● Activity
A word-for-word transcription of the records is required.

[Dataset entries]
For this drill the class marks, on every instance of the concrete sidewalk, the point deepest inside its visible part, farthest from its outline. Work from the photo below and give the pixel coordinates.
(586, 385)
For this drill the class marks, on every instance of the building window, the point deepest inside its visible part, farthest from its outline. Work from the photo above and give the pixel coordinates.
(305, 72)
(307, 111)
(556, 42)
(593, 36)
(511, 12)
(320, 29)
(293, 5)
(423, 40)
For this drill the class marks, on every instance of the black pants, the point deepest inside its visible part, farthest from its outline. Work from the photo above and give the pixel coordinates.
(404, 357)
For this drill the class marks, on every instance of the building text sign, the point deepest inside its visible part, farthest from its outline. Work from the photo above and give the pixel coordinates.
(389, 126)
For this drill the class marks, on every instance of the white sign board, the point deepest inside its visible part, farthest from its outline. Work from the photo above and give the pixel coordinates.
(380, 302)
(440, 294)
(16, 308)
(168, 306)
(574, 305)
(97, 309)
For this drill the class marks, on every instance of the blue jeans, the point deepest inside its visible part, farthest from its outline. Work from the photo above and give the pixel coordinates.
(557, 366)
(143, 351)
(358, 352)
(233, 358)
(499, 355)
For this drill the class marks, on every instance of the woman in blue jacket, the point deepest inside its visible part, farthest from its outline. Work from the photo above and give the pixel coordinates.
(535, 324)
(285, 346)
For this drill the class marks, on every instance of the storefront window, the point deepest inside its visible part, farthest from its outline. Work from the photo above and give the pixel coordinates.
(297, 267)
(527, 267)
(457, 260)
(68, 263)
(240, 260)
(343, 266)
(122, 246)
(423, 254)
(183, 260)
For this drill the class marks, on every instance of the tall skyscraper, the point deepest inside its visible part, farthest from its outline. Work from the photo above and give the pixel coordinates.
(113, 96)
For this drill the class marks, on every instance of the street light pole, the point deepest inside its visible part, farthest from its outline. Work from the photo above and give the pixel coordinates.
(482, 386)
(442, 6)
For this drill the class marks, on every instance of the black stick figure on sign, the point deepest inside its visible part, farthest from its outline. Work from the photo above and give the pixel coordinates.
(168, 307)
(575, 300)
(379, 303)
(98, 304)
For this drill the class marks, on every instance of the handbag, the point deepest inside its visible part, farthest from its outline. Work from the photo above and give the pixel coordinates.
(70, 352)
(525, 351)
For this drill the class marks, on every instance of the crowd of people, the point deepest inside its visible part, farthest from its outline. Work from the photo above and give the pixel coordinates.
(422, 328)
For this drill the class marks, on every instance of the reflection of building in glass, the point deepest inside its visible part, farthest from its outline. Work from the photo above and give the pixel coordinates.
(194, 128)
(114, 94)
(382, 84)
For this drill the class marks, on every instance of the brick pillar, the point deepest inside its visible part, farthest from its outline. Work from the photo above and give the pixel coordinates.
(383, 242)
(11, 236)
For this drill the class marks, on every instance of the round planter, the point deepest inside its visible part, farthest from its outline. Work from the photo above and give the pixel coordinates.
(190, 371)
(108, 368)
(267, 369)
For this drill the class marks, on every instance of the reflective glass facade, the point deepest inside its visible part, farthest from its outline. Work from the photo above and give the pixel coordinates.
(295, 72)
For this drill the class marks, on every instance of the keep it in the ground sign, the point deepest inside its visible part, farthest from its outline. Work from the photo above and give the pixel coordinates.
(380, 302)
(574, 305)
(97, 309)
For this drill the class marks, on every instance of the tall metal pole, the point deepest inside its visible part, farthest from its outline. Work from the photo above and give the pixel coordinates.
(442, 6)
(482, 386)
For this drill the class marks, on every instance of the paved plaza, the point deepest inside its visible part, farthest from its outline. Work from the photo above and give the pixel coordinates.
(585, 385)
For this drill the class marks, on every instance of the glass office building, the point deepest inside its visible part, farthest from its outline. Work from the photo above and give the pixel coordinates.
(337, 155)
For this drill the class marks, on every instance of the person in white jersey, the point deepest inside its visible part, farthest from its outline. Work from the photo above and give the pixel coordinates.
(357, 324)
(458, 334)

● Answer to the problem
For this drill the class marks, on every instance of the concrete sidewalk, the point deepest inside its visible part, farthest from its outline. Work from the photo below and give the pixel coordinates.
(586, 385)
For this drill the class marks, on every instance of the building window, the point deepest inside its visible part, farthest from its outline. Work from the photo above and give the pixel coordinates.
(305, 72)
(307, 111)
(556, 42)
(593, 36)
(511, 12)
(320, 29)
(293, 5)
(423, 40)
For this drill the class marks, on every instance of the black pants, the point deepest inside its visible part, farthest from its outline. Work from the photo above and give the pixel coordinates.
(404, 357)
For this drill the class marks, on every instance of the building text sign, the point deepest inside its visible part, farthest from its outline. Work from the photo above and give the pixel coordinates.
(389, 126)
For this drill the class marks, on every instance of the white sign board, the point deepest inside its visible part, farthest from its outline. Work from the photo above and give the pixel coordinates.
(380, 302)
(440, 294)
(16, 308)
(168, 306)
(574, 305)
(97, 309)
For this drill the class marks, on every instance of the blue jeans, the point deepest inside its visible part, farthest from its outline. Work from the photo above and give the pixel coordinates.
(557, 366)
(143, 351)
(358, 352)
(233, 358)
(499, 355)
For this drill the class marks, on every instance of the woman in blue jacket, the point deepest inside its visible part, farthest from its outline. Work from the photo above and give the pixel coordinates.
(535, 324)
(285, 346)
For this drill the class marks, on every instance of the storefront window, the point deepest inside its visible part, farthest from its outline. Work from the photo above and give the pixel coordinates.
(297, 267)
(527, 267)
(457, 260)
(68, 263)
(240, 260)
(343, 266)
(122, 246)
(423, 254)
(183, 260)
For this drill the class marks, on every instance of the tall skyscraper, the point deepest inside its visible part, farthest from its outline. Work from the photo above and give the pixel coordinates.
(113, 96)
For this drill the class marks, on every instance of the street light pole, the point deepest inside its visible part, farthest from its outline. Work from the photo above and give the pixel coordinates.
(482, 386)
(442, 6)
For this drill the class marks, on every instance of the black stick figure on sign, the point deepest inside its visible part, farthest from its outline. Work from the photo above and give the pixel coordinates.
(168, 307)
(575, 300)
(379, 303)
(98, 304)
For this drill the class marks, on every instance of the handbag, the point deepest inside its visible part, farthest from its outline. Work from the photo above and give the pixel coordinates.
(70, 352)
(525, 351)
For this drill the class marks, on every instance of the crowd of people, the point deepest inside its visible part, farthest from its outline. Work from the photo above and give the pixel coordinates.
(422, 328)
For this drill the class marks, on every instance of the reflection of building in glass, the point deepest inside its visible part, farthest from its outline. Work from the photo above and give the pixel coordinates.
(194, 128)
(114, 94)
(382, 84)
For this drill the class marks, on every instance of the brick pillar, the point deepest inside its visible part, farthest from its outline. Work from the photo above and give the pixel coordinates.
(383, 242)
(11, 236)
For this drill the class marks, on every instance of the round planter, the point deepest inside its visible part, farthest from its outline. Work from the photo above and give the pixel coordinates.
(190, 371)
(108, 368)
(267, 369)
For this drill the class marks, on every instance of the reflective glass facade, the point deepest inside its visible part, farthest from its outline. Work from the photo above and give the pixel coordinates.
(295, 72)
For this drill the class marks, on every instance of the keep it in the ground sign, the point deepest inside its visible part, farthest from its outline. Work from the photo above and give the pixel coordinates.
(380, 302)
(574, 305)
(97, 309)
For this drill the class marks, on every instance of the tall metal pole, the point deepest inside its visible part, farthest from its outline. Work from the photo above and give the pixel coordinates.
(442, 6)
(482, 386)
For this drill the class marks, on every instance of the paved plaza, the point deepest inside its visible part, farthest from its outline. Work from the photo above and give the pixel coordinates.
(585, 385)
For this drill the class marks, on every instance of the glass office building, the point deepest inside its visible part, farthest from its outline. Work from the photo above and give the pixel coordinates.
(337, 155)
For this drill the class marks, on every instance of the person in white jersey, the point deepest inside its visible part, farthest from its outline. Work from the photo above and give the pixel coordinates.
(357, 324)
(458, 334)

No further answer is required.